GIVEN ENTRIES:
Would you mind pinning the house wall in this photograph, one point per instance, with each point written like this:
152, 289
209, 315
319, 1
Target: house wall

* * *

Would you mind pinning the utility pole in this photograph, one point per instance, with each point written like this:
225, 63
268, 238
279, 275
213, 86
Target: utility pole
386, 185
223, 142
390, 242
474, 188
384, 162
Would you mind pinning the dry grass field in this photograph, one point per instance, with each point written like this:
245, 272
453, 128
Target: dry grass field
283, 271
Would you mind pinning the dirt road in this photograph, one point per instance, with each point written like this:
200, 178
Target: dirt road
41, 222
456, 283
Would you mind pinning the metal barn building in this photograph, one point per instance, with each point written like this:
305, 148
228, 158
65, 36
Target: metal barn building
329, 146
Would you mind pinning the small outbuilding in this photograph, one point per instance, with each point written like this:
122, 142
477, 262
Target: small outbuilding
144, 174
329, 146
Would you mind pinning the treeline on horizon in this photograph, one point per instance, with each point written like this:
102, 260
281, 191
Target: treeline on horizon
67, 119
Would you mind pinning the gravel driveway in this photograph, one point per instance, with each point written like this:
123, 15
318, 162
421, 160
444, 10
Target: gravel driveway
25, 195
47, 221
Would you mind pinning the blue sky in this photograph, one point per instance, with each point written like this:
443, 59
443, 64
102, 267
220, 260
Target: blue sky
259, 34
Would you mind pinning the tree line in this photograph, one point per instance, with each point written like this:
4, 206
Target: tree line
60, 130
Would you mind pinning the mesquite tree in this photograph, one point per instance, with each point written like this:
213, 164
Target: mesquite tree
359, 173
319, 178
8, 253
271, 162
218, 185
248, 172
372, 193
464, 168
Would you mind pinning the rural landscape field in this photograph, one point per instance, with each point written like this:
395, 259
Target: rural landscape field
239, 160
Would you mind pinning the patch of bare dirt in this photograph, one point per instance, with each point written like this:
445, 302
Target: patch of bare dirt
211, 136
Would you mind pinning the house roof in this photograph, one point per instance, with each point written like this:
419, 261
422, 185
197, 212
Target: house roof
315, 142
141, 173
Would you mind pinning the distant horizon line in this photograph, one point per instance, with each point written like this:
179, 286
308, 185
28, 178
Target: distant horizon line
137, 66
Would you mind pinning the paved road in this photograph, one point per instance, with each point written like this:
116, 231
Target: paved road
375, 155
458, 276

* * *

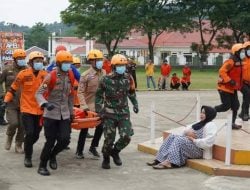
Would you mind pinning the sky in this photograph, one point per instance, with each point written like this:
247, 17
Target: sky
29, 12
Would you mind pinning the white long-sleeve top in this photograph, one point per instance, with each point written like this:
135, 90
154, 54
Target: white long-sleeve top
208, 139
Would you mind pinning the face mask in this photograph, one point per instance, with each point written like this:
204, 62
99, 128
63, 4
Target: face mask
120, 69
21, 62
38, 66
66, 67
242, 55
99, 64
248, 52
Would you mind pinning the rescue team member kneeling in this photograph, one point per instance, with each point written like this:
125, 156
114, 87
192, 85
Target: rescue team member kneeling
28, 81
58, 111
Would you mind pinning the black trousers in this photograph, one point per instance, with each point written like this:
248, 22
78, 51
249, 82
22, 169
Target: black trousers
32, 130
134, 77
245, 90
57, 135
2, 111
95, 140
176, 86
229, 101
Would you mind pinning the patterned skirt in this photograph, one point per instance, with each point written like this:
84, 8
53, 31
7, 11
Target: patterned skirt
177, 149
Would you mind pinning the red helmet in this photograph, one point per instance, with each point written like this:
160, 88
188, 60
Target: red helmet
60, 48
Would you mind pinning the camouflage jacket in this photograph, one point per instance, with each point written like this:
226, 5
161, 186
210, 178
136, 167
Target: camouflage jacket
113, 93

ABOUT THIS TASK:
Return word for word the lines above from the line with "Would you mind pinning the house wall" to the line with "Target: house wall", including both and leaving out all others.

WRITTEN ANSWER:
Would you mind pinning the house wall in this photograph, one point per instance, with each point written like this:
152, 289
209, 315
319, 1
Target: house wall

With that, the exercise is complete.